*Aim of the task*. Each line must appear in the answer exactly as it does in the data.

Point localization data

▬▬▬

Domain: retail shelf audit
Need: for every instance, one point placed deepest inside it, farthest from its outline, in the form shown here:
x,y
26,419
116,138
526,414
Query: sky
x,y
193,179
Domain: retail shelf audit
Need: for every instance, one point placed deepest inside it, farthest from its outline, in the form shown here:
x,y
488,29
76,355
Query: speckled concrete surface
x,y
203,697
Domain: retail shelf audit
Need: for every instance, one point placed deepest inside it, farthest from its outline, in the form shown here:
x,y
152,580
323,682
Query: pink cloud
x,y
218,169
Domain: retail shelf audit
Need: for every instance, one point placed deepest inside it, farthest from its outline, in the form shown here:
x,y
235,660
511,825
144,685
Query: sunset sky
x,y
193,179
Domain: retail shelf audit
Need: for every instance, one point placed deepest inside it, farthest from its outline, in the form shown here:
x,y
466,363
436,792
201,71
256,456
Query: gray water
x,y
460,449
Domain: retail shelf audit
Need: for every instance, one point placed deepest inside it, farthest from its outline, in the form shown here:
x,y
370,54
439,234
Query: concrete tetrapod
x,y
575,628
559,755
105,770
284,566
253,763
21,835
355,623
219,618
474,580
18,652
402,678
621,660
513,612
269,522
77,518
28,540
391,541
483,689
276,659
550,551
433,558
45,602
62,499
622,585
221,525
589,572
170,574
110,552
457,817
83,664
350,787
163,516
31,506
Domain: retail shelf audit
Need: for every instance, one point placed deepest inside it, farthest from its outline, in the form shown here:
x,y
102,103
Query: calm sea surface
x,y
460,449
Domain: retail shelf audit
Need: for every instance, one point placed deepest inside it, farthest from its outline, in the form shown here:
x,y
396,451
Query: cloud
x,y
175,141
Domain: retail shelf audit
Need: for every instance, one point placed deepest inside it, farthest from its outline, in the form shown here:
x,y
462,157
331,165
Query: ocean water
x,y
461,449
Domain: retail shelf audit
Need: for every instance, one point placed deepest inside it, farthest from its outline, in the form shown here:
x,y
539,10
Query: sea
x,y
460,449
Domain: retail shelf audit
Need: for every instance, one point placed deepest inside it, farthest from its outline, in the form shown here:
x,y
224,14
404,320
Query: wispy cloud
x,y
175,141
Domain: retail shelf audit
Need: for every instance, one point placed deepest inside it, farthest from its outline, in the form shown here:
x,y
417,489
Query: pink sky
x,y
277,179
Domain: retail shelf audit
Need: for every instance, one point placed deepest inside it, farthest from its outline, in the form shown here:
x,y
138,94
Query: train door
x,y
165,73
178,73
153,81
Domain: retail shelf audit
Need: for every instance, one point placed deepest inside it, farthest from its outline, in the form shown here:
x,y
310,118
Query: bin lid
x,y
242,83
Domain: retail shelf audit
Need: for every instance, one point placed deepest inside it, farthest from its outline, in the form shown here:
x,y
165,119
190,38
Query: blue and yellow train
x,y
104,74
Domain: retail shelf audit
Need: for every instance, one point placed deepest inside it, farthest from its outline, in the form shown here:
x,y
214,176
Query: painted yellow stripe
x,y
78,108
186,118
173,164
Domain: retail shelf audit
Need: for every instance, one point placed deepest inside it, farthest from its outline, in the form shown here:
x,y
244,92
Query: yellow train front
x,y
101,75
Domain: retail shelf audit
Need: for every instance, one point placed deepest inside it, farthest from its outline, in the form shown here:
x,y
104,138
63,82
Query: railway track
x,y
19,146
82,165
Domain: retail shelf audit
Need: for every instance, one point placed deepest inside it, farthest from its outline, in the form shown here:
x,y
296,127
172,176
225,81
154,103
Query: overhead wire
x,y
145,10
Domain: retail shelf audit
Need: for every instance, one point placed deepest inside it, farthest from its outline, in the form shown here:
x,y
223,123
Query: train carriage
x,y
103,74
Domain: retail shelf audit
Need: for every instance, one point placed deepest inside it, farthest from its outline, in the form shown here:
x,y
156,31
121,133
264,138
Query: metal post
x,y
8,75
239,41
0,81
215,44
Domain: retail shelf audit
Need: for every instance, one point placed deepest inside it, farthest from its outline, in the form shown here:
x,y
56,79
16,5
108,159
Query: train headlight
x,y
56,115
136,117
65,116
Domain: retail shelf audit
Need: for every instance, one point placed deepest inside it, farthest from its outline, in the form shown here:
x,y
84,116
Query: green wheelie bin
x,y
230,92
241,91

▬▬▬

*Final answer*.
Domain: retail shelf audit
Need: for every instance, one point placed deepest inside it, farthest from its outline, in the form shown here:
x,y
26,419
116,138
526,414
Query: sky
x,y
193,179
Domain: retail shelf audit
Need: for every instance, one point placed deepest inside it, farthest from its outline, in the form shown here:
x,y
488,29
76,355
Query: speckled concrete surface
x,y
203,697
Domain: retail shelf audit
Need: for every instance, one point placed deepest inside it, farthest from its outline, in the form shown here:
x,y
152,580
323,682
Query: pink cloud
x,y
218,169
Domain: retail shelf audit
Need: for every instance, one point placed deepest inside it, farthest from its outline, in the form shown here:
x,y
235,660
511,825
144,685
Query: sunset sky
x,y
193,179
Domain: retail shelf audit
Need: for every instance, one point placed deepest inside it, farthest from its outline, in the form shown here:
x,y
466,363
436,792
201,71
256,456
Query: gray water
x,y
460,449
Domain: retail shelf audit
Need: for every instance, one point placed deepest inside it, farthest from its outline, in the form shown here:
x,y
370,54
439,234
Query: concrete tetrapod
x,y
575,628
559,755
105,770
284,566
253,763
21,835
355,623
219,618
474,580
18,652
402,678
621,660
513,612
269,522
77,518
28,540
391,541
483,689
276,659
550,551
433,558
45,602
62,499
622,585
221,525
589,572
170,574
110,552
457,817
83,664
350,787
163,516
31,506
Domain: retail shelf audit
Need: for every instance, one point placed deepest inside it, farthest from its outline, in the form shown here:
x,y
102,103
Query: calm sea surface
x,y
460,449
Domain: retail shelf audit
Need: for every instance, one point placed deepest inside it, farthest from its outline, in the form shown here:
x,y
396,451
Query: cloud
x,y
175,141
Domain: retail shelf audit
Need: for every instance, one point placed deepest inside it, farthest from its outline, in the form shown here:
x,y
462,157
331,165
Query: ocean water
x,y
461,449
Domain: retail shelf audit
Need: for every instance, one point placed deepest inside it, farthest from its outline, in the form shown here:
x,y
539,10
Query: sea
x,y
460,449
Domain: retail shelf audit
Need: for every instance, one point placed deepest inside it, farthest from its outline, in the form shown here:
x,y
224,14
404,320
Query: wispy cloud
x,y
175,141
Domain: retail shelf audit
Need: for every instance, one point placed deepest inside it, farthest from its outline, in the form shown here:
x,y
417,489
Query: pink sky
x,y
277,179
Domain: retail shelf audit
Need: for every instance, one point placed deepest inside it, farthest from its outline, in the form shown here:
x,y
138,94
Query: train door
x,y
165,73
178,73
153,81
Domain: retail shelf audit
Need: for every instance, one point placed deepest inside it, farthest from its outline, in the form shown here:
x,y
310,118
Query: bin lid
x,y
242,83
Domain: retail shelf audit
Need: for every instance, one point placed deepest inside it, farthest from its outline, in the form shown here:
x,y
165,119
190,38
Query: blue and yellow train
x,y
104,74
Domain: retail shelf audit
Need: for every instance, one point placed deepest inside it, farthest from its outline, in the form shown here:
x,y
214,176
Query: painted yellow stripe
x,y
78,108
186,118
173,164
Domain: retail shelf audit
Need: for every instance, one point placed deepest inside it, farthest from its outline, in the form shown here:
x,y
244,92
Query: yellow train front
x,y
101,75
Domain: retail shelf audit
Need: for every instance, one point placed deepest inside it, farthest from its outline, in the form shown here:
x,y
104,138
63,82
Query: railway track
x,y
19,146
82,165
Domain: retail shelf audit
Need: for every instance, one point placed deepest inside it, farthest from its outline, in the form shown here:
x,y
296,127
172,176
225,81
154,103
Query: overhead wire
x,y
145,10
Domain: retail shelf audit
Need: for every instance, one point placed deepest inside it, farthest from its outline, in the form shown here:
x,y
223,123
Query: train carriage
x,y
103,74
Domain: retail shelf audit
Need: for every instance, one point placed deepest inside it, farthest from its outline, in the form shown here:
x,y
156,31
121,133
264,138
Query: metal post
x,y
8,75
239,41
0,81
215,44
Domain: retail shelf audit
Need: for every instance, one point placed deepest inside it, farthest from its outline, in the form shown here:
x,y
56,79
16,5
108,159
Query: train headlight
x,y
56,115
136,117
65,116
Domain: retail shelf audit
Need: for every instance, one point placed deepest inside it, farthest from its outline, in the form shown here:
x,y
84,116
Query: green wheelie bin
x,y
230,92
241,91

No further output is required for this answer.